● **Document extract**:
↓↓↓
Bailey’s move follows a pattern by some GOP lawmakers to buck Democratic governors who have put forth stricter stay-at-home rules, such as in Illinois. GOP lawmakers in several states have joined protesters in anti-lockdown demonstrations. Some have gotten illegal haircuts or patronized illegally opened businesses. Like Bailey, some have sued their Democratic governors — which in Wisconsin led to the state Supreme Court striking down Gov. Tony Evers’s stay-at-home restrictions. As a result, many bars immediately reopened.

In Bailey’s case, the downstate Republican from Xenia, Ill., won a temporary restraining order against Pritzker’s stay-at-home order last month, which only applied to him. The case is ongoing with a hearing scheduled Friday.

On Wednesday, Bailey told The Post that he believed the mask rule, which had been earlier announced by Democratic House Speaker Michael J. Madigan, was “not about health” but was instead “just another Democrat bullying tactic.” He said he would wear one if he were concerned for his health, but he isn’t, and doesn’t like being told that he must.

“This whole thing that it’s concern for other people? I don’t buy that at all,” he said.

The nation’s leading public health experts have stressed that the purpose of wearing face masks is largely to protect other people from contracting the virus, which can spread when an infected person sneezes, coughs or talks and releases droplets. Anthony S. Fauci, the director of the National Institute of Allergy and Infectious Diseases, has said masks can’t offer 100 percent protection, but can help stop the spread to some degree, especially in places such as grocery stores where you may come within six feet of other people.

A few other Republican lawmakers had previously bristled at the idea that they would be required to wear a face mask during the special session, NBC Chicago reported, but ultimately complied on Wednesday.

“We cannot ignore nor compromise the health and safety of every member of the General Assembly, their family members, every one of our staffers who works tirelessly for us,” Illinois House Republican Leader Jim Durkin said on the floor, the Chicago Tribune reported.

Bailey had previously spoken passionately about fighting for his unemployed constituents in an interview with The Post last month, calling the economic strife the “second pandemic.” Asked Wednesday how he will represent them if he can’t participate in the legislature without a mask, he said, “I don’t know. That’s something where I’ll have to decide whether I go back tomorrow and wear a mask or not."
↑↑↑
● **Questions to answer**:
1. Repeat word for word the part of the Bailey article from "Bailey’s move follows" to "hearing scheduled Friday.".
2. According to the Bailey article, why did many bars in Wisconsin reopen right away? Answer in one to three sentences.
3. Answer these questions from the Bailey article:
(a) What town is Bailey from?
(b) Who first announced the mask rule?
(c) What did Bailey call the economic strife?
The listing that comes next has no connection to the Bailey article.

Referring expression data
↓↓↓
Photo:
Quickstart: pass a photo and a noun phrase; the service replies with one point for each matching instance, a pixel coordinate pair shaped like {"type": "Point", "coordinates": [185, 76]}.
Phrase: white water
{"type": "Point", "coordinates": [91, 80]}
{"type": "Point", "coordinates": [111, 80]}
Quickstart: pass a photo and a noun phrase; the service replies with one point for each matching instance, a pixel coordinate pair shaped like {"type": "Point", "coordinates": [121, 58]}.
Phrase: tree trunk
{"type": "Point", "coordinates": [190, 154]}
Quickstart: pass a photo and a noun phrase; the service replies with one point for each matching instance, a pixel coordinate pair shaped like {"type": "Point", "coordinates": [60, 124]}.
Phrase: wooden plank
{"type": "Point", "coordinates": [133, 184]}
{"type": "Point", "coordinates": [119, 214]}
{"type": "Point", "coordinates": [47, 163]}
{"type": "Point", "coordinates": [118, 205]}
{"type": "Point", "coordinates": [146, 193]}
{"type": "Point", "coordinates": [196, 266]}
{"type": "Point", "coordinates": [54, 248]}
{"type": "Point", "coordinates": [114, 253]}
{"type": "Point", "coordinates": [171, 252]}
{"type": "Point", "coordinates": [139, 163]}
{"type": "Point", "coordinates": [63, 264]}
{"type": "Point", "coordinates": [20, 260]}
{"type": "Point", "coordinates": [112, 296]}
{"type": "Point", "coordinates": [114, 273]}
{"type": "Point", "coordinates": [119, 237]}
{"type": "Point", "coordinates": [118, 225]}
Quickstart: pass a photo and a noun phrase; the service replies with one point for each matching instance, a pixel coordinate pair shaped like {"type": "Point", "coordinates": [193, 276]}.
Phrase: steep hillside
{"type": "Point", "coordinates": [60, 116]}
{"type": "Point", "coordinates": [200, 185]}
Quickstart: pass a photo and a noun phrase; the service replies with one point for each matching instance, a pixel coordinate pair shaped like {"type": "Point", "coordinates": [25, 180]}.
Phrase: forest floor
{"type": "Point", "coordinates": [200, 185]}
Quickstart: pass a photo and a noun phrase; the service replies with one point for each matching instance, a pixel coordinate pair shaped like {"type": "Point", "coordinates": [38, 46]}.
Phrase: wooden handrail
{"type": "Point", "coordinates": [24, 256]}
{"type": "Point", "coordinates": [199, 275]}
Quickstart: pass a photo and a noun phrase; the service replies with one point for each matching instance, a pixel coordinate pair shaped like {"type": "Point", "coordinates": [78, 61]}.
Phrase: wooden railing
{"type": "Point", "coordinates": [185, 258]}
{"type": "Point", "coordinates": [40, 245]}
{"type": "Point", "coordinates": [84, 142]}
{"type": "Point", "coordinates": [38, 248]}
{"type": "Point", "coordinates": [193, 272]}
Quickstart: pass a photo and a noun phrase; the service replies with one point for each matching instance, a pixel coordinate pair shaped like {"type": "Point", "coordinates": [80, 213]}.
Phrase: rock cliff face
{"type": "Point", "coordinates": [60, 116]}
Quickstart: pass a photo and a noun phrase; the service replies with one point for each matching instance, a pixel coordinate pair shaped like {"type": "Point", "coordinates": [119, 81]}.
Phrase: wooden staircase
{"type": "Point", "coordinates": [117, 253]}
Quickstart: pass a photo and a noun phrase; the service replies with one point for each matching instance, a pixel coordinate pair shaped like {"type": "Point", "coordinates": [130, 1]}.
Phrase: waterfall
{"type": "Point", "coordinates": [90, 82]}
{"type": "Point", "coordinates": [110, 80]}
↑↑↑
↓↓↓
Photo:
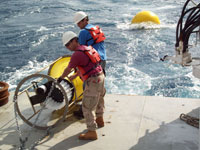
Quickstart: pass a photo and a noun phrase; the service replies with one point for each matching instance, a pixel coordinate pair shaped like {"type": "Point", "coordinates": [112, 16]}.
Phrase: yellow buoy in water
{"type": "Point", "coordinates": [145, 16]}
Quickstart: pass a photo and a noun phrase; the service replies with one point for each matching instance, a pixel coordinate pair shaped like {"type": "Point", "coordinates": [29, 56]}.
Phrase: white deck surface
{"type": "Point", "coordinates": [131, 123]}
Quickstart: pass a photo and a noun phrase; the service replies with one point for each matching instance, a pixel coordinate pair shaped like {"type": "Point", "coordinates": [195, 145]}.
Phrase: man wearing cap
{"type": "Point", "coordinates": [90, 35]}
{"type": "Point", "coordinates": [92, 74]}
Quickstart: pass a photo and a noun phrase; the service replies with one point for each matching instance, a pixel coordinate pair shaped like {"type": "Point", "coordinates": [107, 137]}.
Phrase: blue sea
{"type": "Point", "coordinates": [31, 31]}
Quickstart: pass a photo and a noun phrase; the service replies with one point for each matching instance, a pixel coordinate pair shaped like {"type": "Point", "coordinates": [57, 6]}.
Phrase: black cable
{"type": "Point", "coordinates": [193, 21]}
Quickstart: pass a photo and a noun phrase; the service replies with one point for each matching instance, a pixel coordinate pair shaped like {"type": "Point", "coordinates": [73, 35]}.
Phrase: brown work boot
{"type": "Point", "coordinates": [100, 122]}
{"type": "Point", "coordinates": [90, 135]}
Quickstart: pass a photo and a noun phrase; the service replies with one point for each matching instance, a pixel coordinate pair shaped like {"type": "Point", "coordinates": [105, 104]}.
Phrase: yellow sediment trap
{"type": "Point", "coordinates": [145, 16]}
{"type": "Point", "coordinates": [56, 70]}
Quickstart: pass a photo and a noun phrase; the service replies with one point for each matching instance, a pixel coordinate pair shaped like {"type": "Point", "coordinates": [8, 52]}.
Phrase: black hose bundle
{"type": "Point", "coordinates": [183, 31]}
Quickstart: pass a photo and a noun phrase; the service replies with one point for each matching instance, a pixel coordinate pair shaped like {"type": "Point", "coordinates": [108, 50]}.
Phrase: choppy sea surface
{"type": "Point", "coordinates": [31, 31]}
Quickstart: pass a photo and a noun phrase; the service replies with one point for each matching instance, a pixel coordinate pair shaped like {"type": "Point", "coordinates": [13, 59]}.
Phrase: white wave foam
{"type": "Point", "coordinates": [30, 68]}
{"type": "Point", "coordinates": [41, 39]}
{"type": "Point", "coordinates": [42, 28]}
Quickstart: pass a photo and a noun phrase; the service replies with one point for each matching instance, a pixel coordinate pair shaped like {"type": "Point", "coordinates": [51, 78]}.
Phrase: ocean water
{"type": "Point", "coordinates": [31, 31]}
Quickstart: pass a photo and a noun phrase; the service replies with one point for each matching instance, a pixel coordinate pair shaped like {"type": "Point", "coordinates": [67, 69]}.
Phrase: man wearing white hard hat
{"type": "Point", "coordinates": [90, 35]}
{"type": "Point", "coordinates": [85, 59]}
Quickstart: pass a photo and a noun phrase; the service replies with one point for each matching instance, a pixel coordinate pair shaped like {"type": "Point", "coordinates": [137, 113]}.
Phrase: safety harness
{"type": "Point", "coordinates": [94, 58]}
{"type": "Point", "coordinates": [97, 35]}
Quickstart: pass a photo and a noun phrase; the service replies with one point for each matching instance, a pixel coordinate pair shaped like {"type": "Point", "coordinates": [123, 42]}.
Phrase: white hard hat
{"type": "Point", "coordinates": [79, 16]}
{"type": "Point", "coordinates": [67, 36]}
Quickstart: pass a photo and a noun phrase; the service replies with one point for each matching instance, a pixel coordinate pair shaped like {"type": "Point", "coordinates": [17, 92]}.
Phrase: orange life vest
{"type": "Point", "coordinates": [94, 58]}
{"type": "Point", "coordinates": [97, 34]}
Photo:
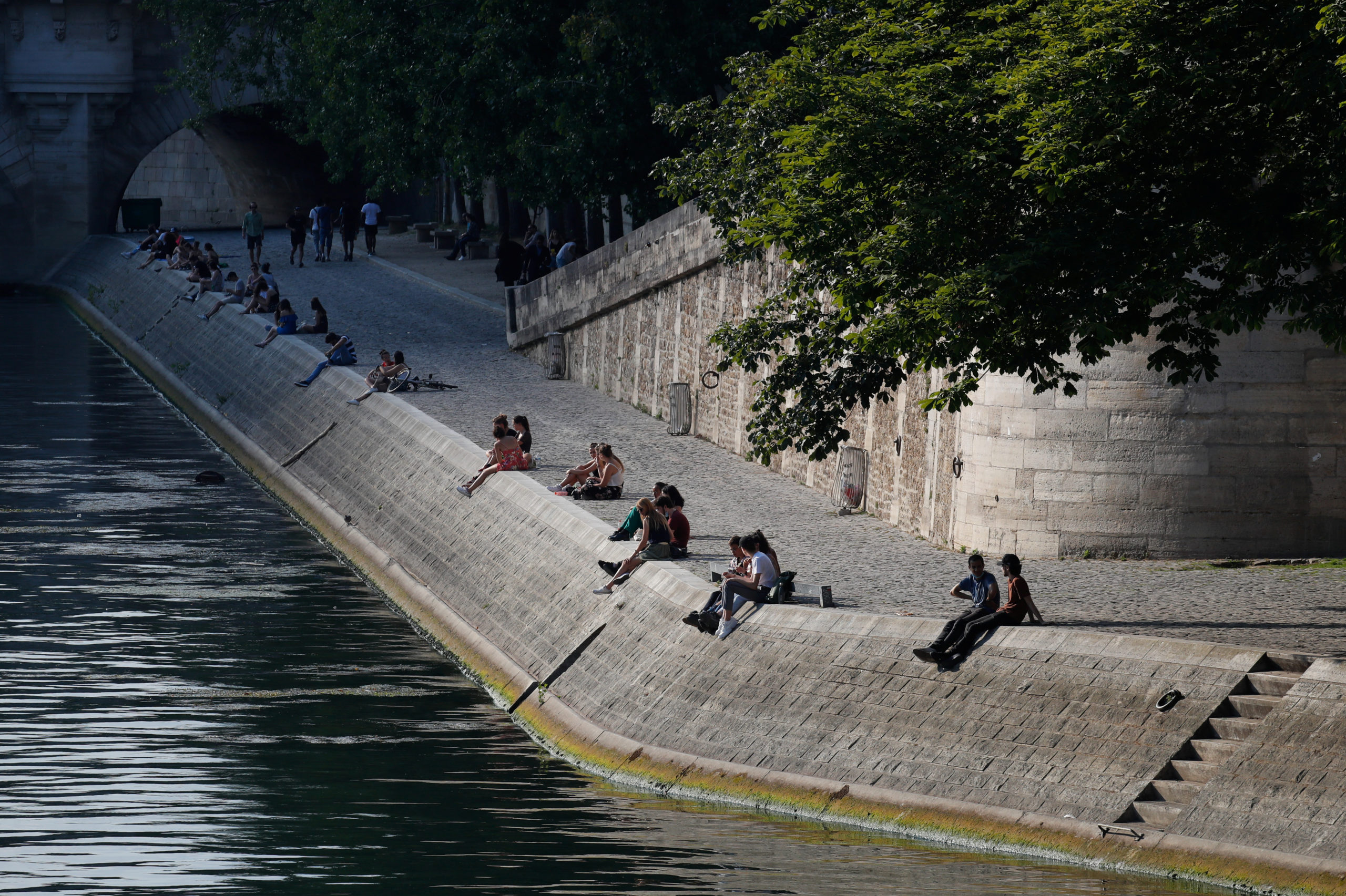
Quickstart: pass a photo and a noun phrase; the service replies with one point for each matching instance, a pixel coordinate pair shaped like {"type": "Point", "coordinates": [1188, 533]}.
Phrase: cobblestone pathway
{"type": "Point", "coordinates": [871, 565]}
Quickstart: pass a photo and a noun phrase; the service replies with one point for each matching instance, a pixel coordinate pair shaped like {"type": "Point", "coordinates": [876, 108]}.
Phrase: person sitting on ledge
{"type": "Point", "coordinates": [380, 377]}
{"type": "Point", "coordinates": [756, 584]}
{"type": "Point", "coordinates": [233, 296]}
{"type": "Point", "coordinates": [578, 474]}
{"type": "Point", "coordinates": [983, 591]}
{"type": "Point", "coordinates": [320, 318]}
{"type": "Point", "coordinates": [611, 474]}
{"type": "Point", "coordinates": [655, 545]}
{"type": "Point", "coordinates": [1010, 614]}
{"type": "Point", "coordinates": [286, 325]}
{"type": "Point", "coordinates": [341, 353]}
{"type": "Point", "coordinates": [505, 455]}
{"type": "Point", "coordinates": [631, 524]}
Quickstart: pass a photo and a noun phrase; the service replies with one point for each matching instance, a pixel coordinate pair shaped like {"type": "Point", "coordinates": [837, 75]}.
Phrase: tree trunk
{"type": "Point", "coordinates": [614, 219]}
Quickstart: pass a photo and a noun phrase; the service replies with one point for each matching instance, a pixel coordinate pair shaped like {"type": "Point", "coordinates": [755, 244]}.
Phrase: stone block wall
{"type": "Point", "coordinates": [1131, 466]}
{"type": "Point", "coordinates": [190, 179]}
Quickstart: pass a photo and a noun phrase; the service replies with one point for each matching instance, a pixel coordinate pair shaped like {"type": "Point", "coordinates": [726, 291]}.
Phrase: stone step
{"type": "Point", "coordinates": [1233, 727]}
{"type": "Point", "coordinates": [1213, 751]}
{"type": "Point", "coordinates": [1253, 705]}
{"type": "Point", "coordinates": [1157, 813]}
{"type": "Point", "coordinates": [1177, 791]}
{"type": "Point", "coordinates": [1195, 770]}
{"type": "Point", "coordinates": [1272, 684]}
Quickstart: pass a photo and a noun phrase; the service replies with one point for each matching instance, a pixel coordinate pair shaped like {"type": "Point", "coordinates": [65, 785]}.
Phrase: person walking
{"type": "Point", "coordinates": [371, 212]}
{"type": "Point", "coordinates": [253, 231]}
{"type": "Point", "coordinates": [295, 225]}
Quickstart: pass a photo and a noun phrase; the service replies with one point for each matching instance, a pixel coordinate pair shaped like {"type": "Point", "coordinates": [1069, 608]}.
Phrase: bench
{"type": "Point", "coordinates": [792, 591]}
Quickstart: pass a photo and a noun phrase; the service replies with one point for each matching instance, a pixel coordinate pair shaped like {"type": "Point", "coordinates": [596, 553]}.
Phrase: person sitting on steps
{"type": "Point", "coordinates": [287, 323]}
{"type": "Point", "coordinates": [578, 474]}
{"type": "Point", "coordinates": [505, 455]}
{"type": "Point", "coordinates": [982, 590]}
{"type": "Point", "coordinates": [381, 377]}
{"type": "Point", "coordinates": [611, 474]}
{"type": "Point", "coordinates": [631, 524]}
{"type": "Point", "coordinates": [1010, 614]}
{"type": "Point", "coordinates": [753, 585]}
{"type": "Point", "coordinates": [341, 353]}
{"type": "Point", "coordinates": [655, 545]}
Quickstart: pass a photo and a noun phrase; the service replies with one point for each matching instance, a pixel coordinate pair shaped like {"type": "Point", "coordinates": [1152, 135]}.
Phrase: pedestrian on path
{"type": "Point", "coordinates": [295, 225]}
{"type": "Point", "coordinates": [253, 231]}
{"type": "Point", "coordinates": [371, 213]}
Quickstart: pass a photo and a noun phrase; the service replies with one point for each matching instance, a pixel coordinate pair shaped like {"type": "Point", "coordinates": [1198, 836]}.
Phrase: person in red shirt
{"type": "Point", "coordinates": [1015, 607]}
↑↑↑
↓↓↓
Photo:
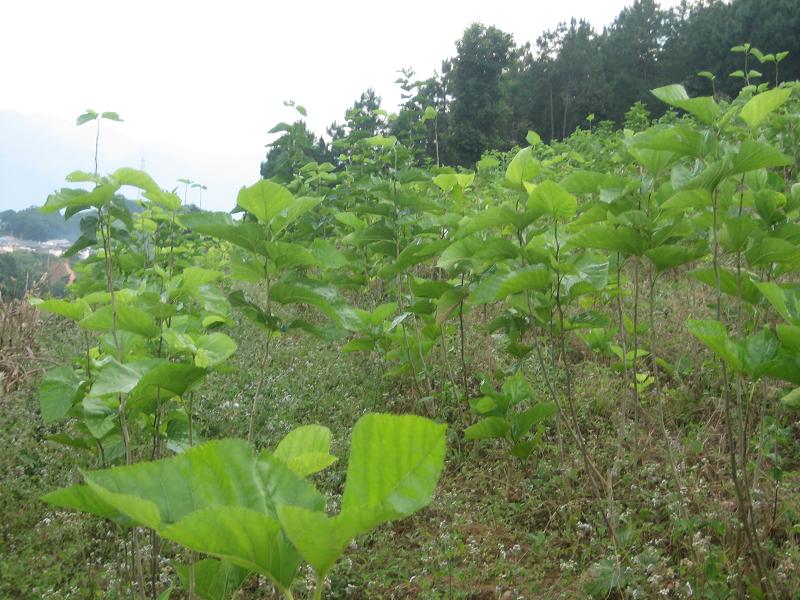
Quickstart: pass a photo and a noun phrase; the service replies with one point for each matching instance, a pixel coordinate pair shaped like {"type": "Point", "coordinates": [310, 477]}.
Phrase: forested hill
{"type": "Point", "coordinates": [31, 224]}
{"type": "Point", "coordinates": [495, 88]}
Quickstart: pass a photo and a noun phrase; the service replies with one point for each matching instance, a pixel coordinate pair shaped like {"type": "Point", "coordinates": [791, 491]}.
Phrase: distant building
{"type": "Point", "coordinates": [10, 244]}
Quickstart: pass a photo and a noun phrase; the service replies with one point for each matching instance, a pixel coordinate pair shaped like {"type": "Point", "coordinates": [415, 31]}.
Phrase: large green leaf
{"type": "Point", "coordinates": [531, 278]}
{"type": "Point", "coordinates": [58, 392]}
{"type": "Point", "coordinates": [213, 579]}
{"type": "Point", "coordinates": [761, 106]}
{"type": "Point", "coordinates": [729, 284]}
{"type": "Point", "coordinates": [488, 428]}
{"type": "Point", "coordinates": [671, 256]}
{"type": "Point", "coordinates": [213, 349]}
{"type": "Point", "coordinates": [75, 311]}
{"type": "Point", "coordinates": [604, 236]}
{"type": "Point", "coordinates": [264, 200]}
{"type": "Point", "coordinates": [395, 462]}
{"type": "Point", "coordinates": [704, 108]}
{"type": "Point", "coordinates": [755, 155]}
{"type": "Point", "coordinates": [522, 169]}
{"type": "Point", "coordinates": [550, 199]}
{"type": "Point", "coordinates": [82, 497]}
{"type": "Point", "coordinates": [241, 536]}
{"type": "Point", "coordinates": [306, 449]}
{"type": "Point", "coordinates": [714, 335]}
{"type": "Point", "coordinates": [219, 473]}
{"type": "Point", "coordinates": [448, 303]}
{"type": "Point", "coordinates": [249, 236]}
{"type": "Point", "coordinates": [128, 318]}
↑↑↑
● **Solutions in order**:
1.
Bailey’s move follows a pattern by some GOP lawmakers to buck Democratic governors who have put forth stricter stay-at-home rules, such as in Illinois. GOP lawmakers in several states have joined protesters in anti-lockdown demonstrations. Some have gotten illegal haircuts or patronized illegally opened businesses. Like Bailey, some have sued their Democratic governors — which in Wisconsin led to the state Supreme Court striking down Gov. Tony Evers’s stay-at-home restrictions. As a result, many bars immediately reopened.

In Bailey’s case, the downstate Republican from Xenia, Ill., won a temporary restraining order against Pritzker’s stay-at-home order last month, which only applied to him. The case is ongoing with a hearing scheduled Friday.

2. Many Wisconsin bars reopened because lawmakers sued Gov. Tony Evers, and the state Supreme Court then struck down his stay-at-home restrictions.

3.
(a) Xenia, Ill.
(b) Democratic House Speaker Michael J. Madigan
(c) The "second pandemic"